## Task to carry out
Restate the data word for word and leave the images out.

(Point-per-instance localization data)
· · · · ·
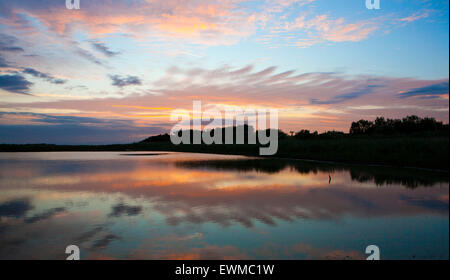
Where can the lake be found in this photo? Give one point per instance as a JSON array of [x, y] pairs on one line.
[[158, 205]]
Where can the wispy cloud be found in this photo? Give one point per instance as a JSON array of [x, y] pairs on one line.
[[101, 47], [45, 76], [15, 83], [120, 81], [430, 90]]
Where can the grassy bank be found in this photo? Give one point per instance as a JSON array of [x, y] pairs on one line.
[[423, 152]]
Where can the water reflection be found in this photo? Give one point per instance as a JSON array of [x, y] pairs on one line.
[[408, 177], [175, 205]]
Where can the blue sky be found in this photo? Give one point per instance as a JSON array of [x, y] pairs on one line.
[[134, 61]]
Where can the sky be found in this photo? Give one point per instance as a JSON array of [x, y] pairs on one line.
[[113, 71]]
· · · · ·
## Solved exercise
Where can the lake be found in this photo? Give one point per instance as a JSON array of [x, y] pairs on one line.
[[158, 205]]
Where can the wispy cloud be found in this photo? Give one point per instance as a JSON array of [x, y] pairs on one line.
[[101, 47], [45, 76], [15, 83], [120, 81], [430, 90]]
Where can the grassy bank be found in this photo? Give one point per instance as a JSON array of [x, y] pairs on one line.
[[423, 152]]
Where can the water reflection be found in this photo? Give one point per instance as a JSON array of [x, y] pairs on one line.
[[408, 177], [175, 205]]
Where can the blue sky be found in this photo? Give one point per instance as a JSON array of [x, y] pairs on one line.
[[134, 61]]
Where can the sky be found in this photo? Give one point per instance as a JSON array of [x, y] pairs on one line.
[[113, 71]]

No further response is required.